OBJECTIVE | Rewrite every line of the records, starting with the line containing "black shirt. Return a bounding box per detection." and going on through the line containing "[540,87,563,103]". Add 136 to each bounding-box coordinate in those lines and leave everything else unchanged.

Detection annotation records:

╔══

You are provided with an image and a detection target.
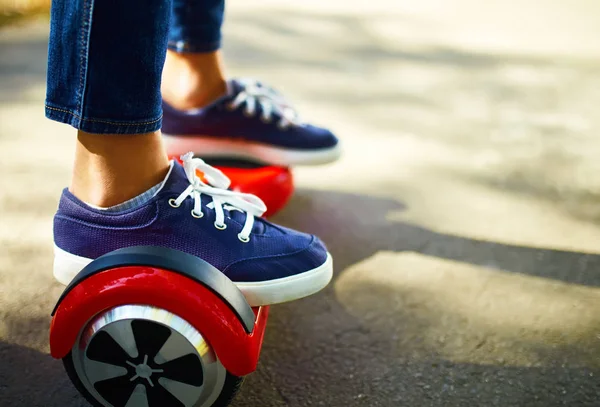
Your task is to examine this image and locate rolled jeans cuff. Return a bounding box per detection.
[46,103,162,134]
[167,40,221,53]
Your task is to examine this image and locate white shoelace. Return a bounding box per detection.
[169,152,267,242]
[228,81,301,129]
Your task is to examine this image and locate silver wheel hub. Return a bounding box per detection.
[72,305,226,407]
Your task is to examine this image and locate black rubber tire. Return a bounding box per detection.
[62,352,244,407]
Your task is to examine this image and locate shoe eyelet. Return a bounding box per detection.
[191,209,204,219]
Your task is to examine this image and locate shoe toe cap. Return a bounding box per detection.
[223,235,327,282]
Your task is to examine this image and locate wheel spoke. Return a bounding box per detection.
[131,319,171,360]
[125,383,149,407]
[84,359,129,384]
[104,321,138,358]
[146,383,185,407]
[86,331,129,366]
[160,353,203,386]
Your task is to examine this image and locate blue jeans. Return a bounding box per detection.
[46,0,225,134]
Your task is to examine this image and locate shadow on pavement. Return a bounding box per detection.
[275,190,600,287]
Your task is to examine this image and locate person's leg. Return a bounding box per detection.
[162,0,227,110]
[46,0,332,306]
[46,0,171,206]
[162,0,341,166]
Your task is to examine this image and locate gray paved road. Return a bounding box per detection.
[0,0,600,407]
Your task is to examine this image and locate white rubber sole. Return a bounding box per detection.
[163,133,342,167]
[54,246,333,307]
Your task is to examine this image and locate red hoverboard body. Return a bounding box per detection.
[50,163,293,407]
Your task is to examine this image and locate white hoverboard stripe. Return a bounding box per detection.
[163,134,342,166]
[54,245,333,307]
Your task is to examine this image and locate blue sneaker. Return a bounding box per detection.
[162,80,341,166]
[54,153,333,306]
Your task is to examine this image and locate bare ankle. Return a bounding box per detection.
[69,131,169,207]
[162,51,227,110]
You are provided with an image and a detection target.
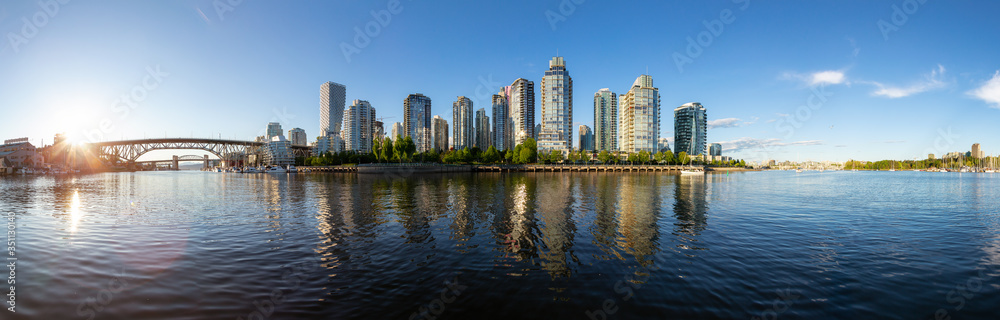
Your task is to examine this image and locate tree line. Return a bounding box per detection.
[296,136,746,167]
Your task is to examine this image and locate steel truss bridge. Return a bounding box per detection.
[90,138,309,165]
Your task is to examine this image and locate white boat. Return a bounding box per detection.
[681,169,705,175]
[266,166,288,173]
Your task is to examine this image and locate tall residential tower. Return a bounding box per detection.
[674,102,708,156]
[537,57,573,152]
[618,74,660,153]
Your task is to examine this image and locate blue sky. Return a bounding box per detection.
[0,0,1000,161]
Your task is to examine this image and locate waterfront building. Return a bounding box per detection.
[972,143,986,159]
[451,96,476,150]
[536,57,573,152]
[389,122,406,141]
[264,133,295,166]
[372,120,385,141]
[341,100,375,153]
[288,128,309,146]
[657,137,670,152]
[492,91,510,151]
[402,93,431,152]
[264,122,282,140]
[476,108,493,151]
[504,78,535,150]
[312,136,344,156]
[319,82,347,136]
[431,116,448,152]
[618,74,660,153]
[674,102,708,155]
[578,124,594,151]
[0,138,44,168]
[708,143,722,157]
[594,88,618,151]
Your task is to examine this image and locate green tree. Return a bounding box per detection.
[597,150,611,164]
[379,139,396,162]
[636,150,649,164]
[549,150,563,163]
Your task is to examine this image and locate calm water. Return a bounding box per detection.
[0,172,1000,319]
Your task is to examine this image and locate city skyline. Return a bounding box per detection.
[0,1,1000,161]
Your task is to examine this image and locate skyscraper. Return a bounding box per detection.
[476,108,493,151]
[264,122,284,140]
[504,78,535,149]
[594,88,618,151]
[401,93,431,152]
[341,100,375,153]
[451,96,476,150]
[319,82,347,136]
[493,91,510,151]
[288,128,309,146]
[674,102,708,155]
[708,143,722,157]
[618,74,660,153]
[537,57,573,151]
[390,122,406,141]
[431,116,448,152]
[579,124,594,151]
[972,143,985,158]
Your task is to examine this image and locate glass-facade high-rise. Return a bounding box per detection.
[579,124,594,151]
[341,100,375,153]
[618,74,660,153]
[536,57,573,152]
[451,96,476,150]
[674,102,708,155]
[504,78,535,149]
[476,108,493,151]
[492,91,510,151]
[708,143,722,157]
[404,93,431,152]
[319,82,347,136]
[594,88,618,151]
[431,116,448,152]
[288,128,309,146]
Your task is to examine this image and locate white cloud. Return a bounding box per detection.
[867,65,948,99]
[719,138,823,152]
[781,70,850,86]
[809,70,847,85]
[708,118,742,129]
[969,71,1000,109]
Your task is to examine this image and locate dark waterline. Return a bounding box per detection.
[0,172,1000,319]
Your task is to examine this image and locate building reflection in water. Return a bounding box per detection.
[617,174,661,267]
[673,175,712,255]
[535,173,577,279]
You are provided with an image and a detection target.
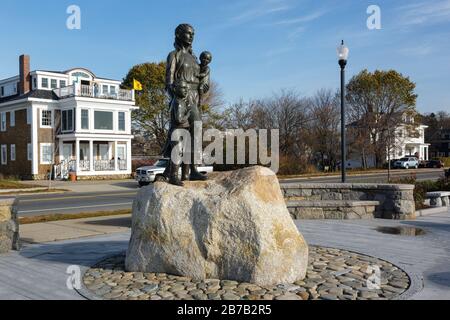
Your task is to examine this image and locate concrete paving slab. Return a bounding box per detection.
[20,215,131,243]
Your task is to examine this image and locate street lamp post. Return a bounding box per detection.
[337,40,349,183]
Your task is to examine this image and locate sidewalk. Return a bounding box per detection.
[20,215,131,243]
[22,179,139,193]
[0,212,450,300]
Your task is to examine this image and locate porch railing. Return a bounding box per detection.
[80,160,91,171]
[118,160,128,171]
[94,160,115,171]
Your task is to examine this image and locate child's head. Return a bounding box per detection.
[175,80,187,99]
[200,51,212,66]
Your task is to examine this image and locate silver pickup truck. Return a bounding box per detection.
[136,159,214,187]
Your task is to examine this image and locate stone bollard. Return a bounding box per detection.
[441,197,450,207]
[0,198,20,254]
[430,197,442,208]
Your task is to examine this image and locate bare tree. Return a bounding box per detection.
[309,89,340,169]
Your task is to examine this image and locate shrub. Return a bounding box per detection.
[437,157,450,168]
[392,175,450,210]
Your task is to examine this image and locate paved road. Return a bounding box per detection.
[0,212,450,300]
[12,170,443,217]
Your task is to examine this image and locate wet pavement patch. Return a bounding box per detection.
[376,226,426,237]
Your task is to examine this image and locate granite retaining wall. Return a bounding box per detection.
[281,183,416,220]
[0,198,20,254]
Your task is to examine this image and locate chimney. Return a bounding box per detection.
[19,55,31,95]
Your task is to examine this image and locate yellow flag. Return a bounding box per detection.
[133,79,142,91]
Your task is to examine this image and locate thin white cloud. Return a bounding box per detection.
[398,0,450,26]
[231,6,289,22]
[288,26,306,41]
[264,47,294,58]
[272,10,326,26]
[230,0,291,23]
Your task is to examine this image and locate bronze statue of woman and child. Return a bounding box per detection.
[163,24,212,186]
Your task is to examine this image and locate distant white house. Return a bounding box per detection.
[0,55,137,179]
[347,114,430,169]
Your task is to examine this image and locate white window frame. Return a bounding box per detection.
[92,109,113,133]
[9,111,16,127]
[39,109,53,129]
[50,79,58,89]
[27,143,33,161]
[80,109,91,130]
[0,112,6,132]
[40,143,54,165]
[117,111,127,132]
[10,144,16,161]
[0,144,8,166]
[0,112,6,132]
[27,108,33,124]
[41,77,50,89]
[117,144,127,161]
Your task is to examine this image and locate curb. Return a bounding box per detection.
[416,207,450,217]
[0,188,71,196]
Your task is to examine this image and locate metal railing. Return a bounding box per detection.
[94,160,115,171]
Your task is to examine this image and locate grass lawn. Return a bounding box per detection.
[19,209,131,224]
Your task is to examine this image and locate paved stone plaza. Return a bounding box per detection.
[0,212,450,299]
[82,247,410,300]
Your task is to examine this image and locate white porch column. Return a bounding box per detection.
[75,139,80,174]
[59,139,65,163]
[27,104,40,176]
[127,140,133,172]
[89,140,95,172]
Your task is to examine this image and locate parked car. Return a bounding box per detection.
[394,157,419,169]
[419,160,429,168]
[136,158,214,187]
[427,160,444,169]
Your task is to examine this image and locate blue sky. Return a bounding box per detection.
[0,0,450,112]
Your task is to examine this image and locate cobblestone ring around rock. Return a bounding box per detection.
[83,247,410,300]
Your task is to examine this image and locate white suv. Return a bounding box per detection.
[394,157,419,169]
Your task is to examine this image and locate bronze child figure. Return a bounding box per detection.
[199,51,212,101]
[163,24,211,186]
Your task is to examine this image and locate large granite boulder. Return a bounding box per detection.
[0,199,20,254]
[126,167,308,285]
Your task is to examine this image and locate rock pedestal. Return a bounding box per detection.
[126,167,308,285]
[0,199,20,254]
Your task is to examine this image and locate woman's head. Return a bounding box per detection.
[175,23,195,48]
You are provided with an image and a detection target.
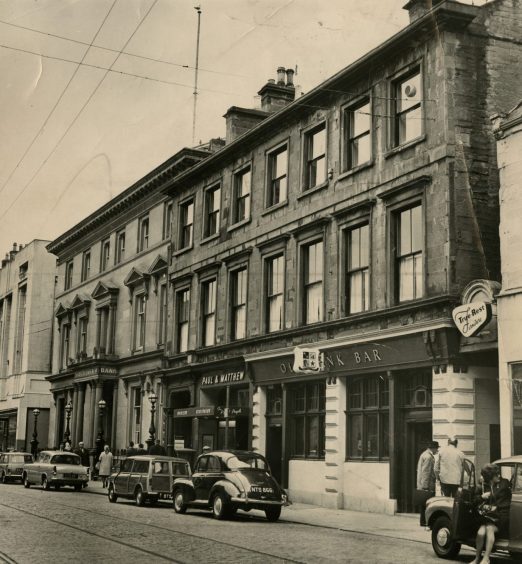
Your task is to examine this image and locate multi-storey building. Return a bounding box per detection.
[495,102,522,456]
[0,240,56,451]
[42,142,219,449]
[161,0,522,512]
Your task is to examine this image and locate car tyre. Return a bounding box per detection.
[172,489,187,514]
[107,485,118,503]
[265,505,281,523]
[212,493,230,520]
[134,488,147,507]
[431,515,461,559]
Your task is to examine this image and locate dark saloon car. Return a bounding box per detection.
[108,454,190,505]
[172,450,289,521]
[426,456,522,560]
[0,452,33,484]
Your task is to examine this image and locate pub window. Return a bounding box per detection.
[346,224,370,313]
[289,381,326,458]
[395,204,424,302]
[346,375,390,460]
[392,68,423,147]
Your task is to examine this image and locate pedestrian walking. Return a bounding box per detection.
[415,441,439,527]
[435,438,464,497]
[98,445,112,488]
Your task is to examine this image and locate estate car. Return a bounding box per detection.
[0,452,33,484]
[426,456,522,560]
[22,450,89,491]
[172,450,289,521]
[108,454,190,505]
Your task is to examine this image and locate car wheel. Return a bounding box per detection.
[431,515,461,558]
[134,488,147,507]
[108,485,118,503]
[265,505,281,522]
[212,493,230,520]
[172,489,187,513]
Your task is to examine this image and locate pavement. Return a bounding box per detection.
[83,480,431,544]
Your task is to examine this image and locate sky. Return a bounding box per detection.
[0,0,481,257]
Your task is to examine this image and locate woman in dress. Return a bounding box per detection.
[473,464,511,564]
[98,445,112,488]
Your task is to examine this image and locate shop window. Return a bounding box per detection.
[203,185,221,238]
[265,255,285,333]
[347,376,390,460]
[304,123,326,190]
[230,268,247,341]
[346,224,370,313]
[266,144,288,207]
[395,204,424,302]
[302,241,324,325]
[289,382,326,458]
[392,68,423,147]
[178,200,194,250]
[343,98,372,171]
[232,167,252,223]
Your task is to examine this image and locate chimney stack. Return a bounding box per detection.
[403,0,443,23]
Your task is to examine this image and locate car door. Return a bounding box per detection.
[509,464,522,552]
[114,458,134,495]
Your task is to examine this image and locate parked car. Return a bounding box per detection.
[0,452,33,484]
[22,450,89,491]
[426,456,522,560]
[108,454,190,505]
[172,450,289,521]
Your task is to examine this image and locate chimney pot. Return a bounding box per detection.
[277,67,286,86]
[286,69,295,88]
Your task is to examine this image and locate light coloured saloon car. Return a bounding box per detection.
[23,450,89,492]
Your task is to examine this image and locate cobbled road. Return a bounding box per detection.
[0,484,486,564]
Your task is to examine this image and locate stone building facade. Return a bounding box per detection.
[0,240,56,452]
[44,144,212,452]
[162,0,522,513]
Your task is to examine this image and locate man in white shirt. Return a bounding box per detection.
[435,439,464,497]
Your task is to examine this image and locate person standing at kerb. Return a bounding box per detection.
[435,438,464,497]
[416,441,439,527]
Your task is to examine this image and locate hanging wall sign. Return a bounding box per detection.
[453,302,492,337]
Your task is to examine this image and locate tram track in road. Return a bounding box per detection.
[0,500,305,564]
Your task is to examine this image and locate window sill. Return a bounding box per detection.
[384,135,426,159]
[337,159,375,180]
[297,180,330,200]
[199,231,219,245]
[261,200,288,216]
[172,245,194,257]
[227,217,251,233]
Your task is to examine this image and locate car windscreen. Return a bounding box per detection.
[51,454,80,466]
[227,454,268,470]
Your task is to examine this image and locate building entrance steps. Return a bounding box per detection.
[82,480,431,544]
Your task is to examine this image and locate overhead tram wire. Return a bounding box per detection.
[0,0,158,224]
[0,0,118,199]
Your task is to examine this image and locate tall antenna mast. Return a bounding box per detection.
[192,6,201,145]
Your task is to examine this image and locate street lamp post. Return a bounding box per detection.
[63,401,72,446]
[31,408,40,460]
[145,392,158,452]
[96,400,107,459]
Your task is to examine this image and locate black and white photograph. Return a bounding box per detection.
[0,0,522,564]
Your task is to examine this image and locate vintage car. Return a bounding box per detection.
[108,454,190,505]
[426,456,522,560]
[0,452,33,484]
[22,450,89,492]
[172,450,289,521]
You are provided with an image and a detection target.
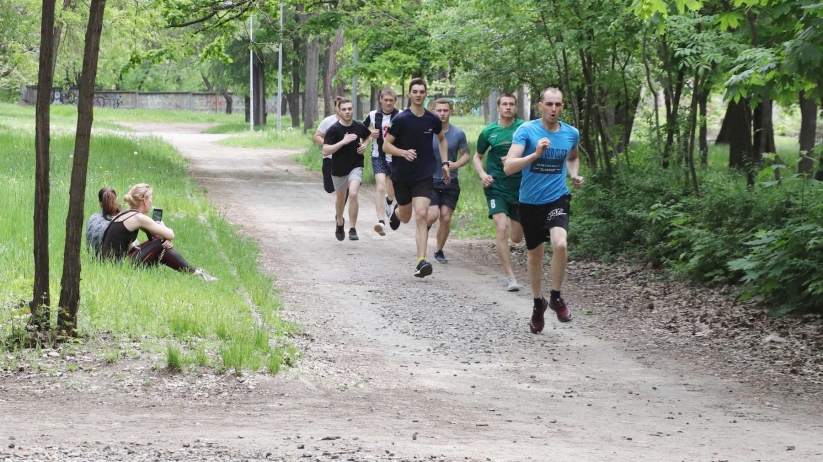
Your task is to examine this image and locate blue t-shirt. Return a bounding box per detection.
[512,119,580,205]
[432,125,469,183]
[389,109,443,183]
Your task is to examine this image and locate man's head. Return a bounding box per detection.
[380,88,397,114]
[434,98,453,123]
[409,77,429,106]
[497,93,517,119]
[337,98,354,123]
[537,87,563,123]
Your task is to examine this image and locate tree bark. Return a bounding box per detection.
[797,91,817,173]
[29,0,55,329]
[697,85,711,167]
[303,37,320,134]
[58,0,106,334]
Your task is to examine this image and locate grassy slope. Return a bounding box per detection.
[0,106,294,370]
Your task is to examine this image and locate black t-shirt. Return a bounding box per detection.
[323,120,371,176]
[389,109,443,183]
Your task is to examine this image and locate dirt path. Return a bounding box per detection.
[0,125,823,461]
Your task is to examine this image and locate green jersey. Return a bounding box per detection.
[477,119,524,201]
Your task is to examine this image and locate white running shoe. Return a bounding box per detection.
[374,221,386,236]
[383,194,394,217]
[506,276,523,292]
[192,268,217,282]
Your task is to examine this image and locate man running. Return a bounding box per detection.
[383,77,451,278]
[426,98,469,263]
[363,88,400,236]
[472,93,523,292]
[503,88,583,334]
[323,98,371,241]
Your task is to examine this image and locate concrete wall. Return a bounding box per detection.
[20,86,284,114]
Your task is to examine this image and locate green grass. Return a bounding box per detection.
[0,106,296,373]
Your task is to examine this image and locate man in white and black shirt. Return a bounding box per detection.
[363,88,400,236]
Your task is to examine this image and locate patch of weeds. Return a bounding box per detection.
[166,343,183,372]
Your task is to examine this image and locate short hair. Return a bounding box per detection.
[434,98,454,110]
[497,93,517,106]
[409,77,429,92]
[540,87,563,103]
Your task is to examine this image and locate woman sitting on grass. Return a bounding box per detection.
[101,183,217,281]
[86,186,120,257]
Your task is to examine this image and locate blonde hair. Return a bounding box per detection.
[123,183,151,208]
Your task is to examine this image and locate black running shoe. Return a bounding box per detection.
[389,205,400,231]
[414,260,432,278]
[434,250,449,263]
[334,219,346,241]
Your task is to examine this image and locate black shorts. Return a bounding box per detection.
[429,180,460,210]
[323,157,334,193]
[520,194,572,250]
[394,177,434,205]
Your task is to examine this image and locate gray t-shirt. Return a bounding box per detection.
[86,210,113,255]
[432,125,469,183]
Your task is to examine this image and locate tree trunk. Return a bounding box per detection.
[323,26,346,117]
[697,85,711,167]
[58,0,106,334]
[303,37,320,134]
[220,89,234,114]
[29,0,55,329]
[797,91,817,173]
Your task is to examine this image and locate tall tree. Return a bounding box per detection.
[29,0,55,328]
[58,0,106,333]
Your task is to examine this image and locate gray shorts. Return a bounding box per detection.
[331,167,363,191]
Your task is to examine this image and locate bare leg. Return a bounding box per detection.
[349,181,360,228]
[549,227,568,291]
[492,213,523,278]
[412,197,431,260]
[529,244,545,298]
[429,205,454,250]
[374,173,391,221]
[334,189,349,226]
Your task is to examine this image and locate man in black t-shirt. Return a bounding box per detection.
[383,78,451,278]
[323,98,371,241]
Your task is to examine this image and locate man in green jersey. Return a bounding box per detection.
[472,93,523,292]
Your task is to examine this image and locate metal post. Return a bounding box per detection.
[277,0,283,132]
[351,18,359,118]
[249,16,254,132]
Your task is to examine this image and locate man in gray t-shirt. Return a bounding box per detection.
[427,98,470,263]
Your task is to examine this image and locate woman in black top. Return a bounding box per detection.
[101,183,217,281]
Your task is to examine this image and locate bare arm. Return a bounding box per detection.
[437,131,452,184]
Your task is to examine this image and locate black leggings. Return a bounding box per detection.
[129,238,195,273]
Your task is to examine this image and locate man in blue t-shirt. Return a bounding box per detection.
[503,88,583,334]
[383,78,451,278]
[426,98,470,263]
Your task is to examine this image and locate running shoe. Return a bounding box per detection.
[192,268,217,282]
[414,260,432,278]
[506,276,522,292]
[389,204,400,230]
[383,194,394,217]
[529,297,549,334]
[549,298,572,322]
[334,218,346,241]
[434,250,449,263]
[374,220,386,236]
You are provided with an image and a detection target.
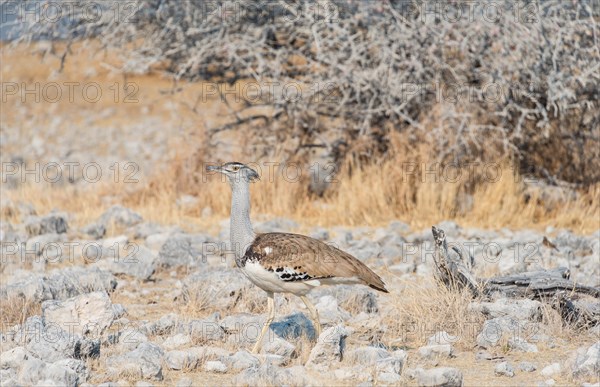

╚══

ANSWER TO THIS PROBLEM |
Your task is to examine this image and locate man in white and black shirt. Return a bounding box per detection.
[499,224,536,372]
Your task is to examine this image and locate patch of weeds. Return a bounding box per detection.
[302,479,319,508]
Your task is to examine this image and locate short hair. Return a bounding box per detection.
[570,234,590,246]
[633,229,653,242]
[545,213,565,228]
[676,223,699,239]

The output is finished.